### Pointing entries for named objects
────────────────────────────────────────

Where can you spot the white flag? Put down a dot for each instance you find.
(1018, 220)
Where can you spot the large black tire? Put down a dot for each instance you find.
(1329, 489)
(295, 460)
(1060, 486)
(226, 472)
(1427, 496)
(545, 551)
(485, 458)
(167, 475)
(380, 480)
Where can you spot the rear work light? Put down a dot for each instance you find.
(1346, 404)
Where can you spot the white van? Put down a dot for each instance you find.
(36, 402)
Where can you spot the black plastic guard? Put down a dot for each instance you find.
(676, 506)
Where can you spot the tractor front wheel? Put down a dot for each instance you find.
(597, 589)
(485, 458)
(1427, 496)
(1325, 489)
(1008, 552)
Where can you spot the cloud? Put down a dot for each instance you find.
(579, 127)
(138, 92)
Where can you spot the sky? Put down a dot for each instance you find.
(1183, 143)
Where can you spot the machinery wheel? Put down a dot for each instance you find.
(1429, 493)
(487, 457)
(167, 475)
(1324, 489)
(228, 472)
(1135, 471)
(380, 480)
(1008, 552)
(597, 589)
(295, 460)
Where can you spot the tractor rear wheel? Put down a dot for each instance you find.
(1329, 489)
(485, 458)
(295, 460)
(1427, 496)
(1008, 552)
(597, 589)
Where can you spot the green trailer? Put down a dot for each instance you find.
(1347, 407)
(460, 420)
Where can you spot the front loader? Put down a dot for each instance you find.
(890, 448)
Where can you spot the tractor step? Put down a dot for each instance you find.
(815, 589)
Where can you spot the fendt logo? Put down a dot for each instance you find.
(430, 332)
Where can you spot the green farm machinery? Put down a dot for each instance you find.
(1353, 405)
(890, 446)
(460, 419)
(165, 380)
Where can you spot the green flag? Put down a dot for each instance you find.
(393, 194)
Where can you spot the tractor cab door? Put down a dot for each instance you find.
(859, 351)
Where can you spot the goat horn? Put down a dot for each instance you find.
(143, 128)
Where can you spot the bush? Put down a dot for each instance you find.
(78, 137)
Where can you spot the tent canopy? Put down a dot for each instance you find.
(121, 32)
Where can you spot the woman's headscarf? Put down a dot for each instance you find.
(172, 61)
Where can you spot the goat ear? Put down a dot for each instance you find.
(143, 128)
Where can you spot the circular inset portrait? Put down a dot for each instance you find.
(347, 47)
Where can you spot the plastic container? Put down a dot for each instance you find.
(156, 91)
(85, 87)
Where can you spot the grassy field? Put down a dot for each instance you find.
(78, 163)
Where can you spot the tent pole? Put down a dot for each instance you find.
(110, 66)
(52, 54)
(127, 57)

────────────────────────────────────────

### Exercise task
Edit all the items above so that "dot" is replaced with "marker" throughout, changing nothing else.

### Solution below
Where can you spot the white flag? Put down a marker for each instance you find.
(1018, 220)
Where can you spot the large black tire? Put down a marker for each instance you find.
(1329, 489)
(295, 460)
(1060, 486)
(226, 472)
(1427, 496)
(545, 551)
(485, 458)
(167, 475)
(380, 480)
Where can you spot the rear work light? Put down a marker for each instance you find.
(1346, 404)
Where can you spot the white van? Put down a marker for each instance you find.
(36, 402)
Where can you spot the black plastic guard? Put down a marker for each instance you find.
(676, 506)
Where can you spot the tractor front wheel? Put down a marker for each instance you find.
(597, 589)
(485, 458)
(1427, 496)
(1325, 489)
(1008, 552)
Where can you spot the cloud? Put down a marker for each instance you find.
(579, 127)
(138, 92)
Where can you spot the sky? Put down a marker for each instance you find.
(1183, 143)
Where can you spot the machinery wheel? Put down a marker for each instance you find.
(1429, 493)
(487, 457)
(167, 475)
(1324, 489)
(228, 472)
(1135, 471)
(380, 480)
(1008, 552)
(597, 589)
(295, 460)
Where can you spot the tractor rear wheel? Put down a marker for each instance you find.
(1329, 489)
(485, 458)
(295, 460)
(1427, 496)
(1008, 552)
(597, 589)
Where can you spot the green trailer? Put down a marker for each instance you find.
(1347, 407)
(460, 420)
Where can you spot the front loader? Put down a marker for each instance you find.
(890, 448)
Where can you spot the tractor step? Put down a marker for each instance you find.
(815, 589)
Where can you spot the fendt logo? Put down a marker for each instance you find.
(430, 332)
Where can you spot the green farm machinery? Put down a marker for each instance you find.
(1353, 405)
(890, 446)
(460, 419)
(165, 380)
Where can you spot the green flag? Put down a marker for each instance you find.
(393, 194)
Where can you spot the tractor cab door? Put down a marker for each instance you find.
(859, 351)
Where can you spot the goat horn? Put down a marker for each instance you find.
(143, 128)
Where can you spot the bush? Put down a marker for each instance you find.
(78, 137)
Where can you spot the tent canopy? Put down a marker for each instance you find.
(121, 32)
Where can you spot the woman's headscarf? Put down a marker for each instance you find.
(172, 61)
Where can you spot the goat ear? Put down a marker for each instance you find.
(143, 128)
Where can you spot the circular inset portrait? Put down a marker for each instance you find.
(347, 47)
Where can you spot the plastic container? Put down a marker for each instance you find.
(156, 91)
(85, 87)
Where can you spot the grassy field? Put down a marker for each instance you find.
(78, 163)
Where can you spot the tent pole? Put down a marker for each instance you find.
(110, 66)
(52, 54)
(127, 57)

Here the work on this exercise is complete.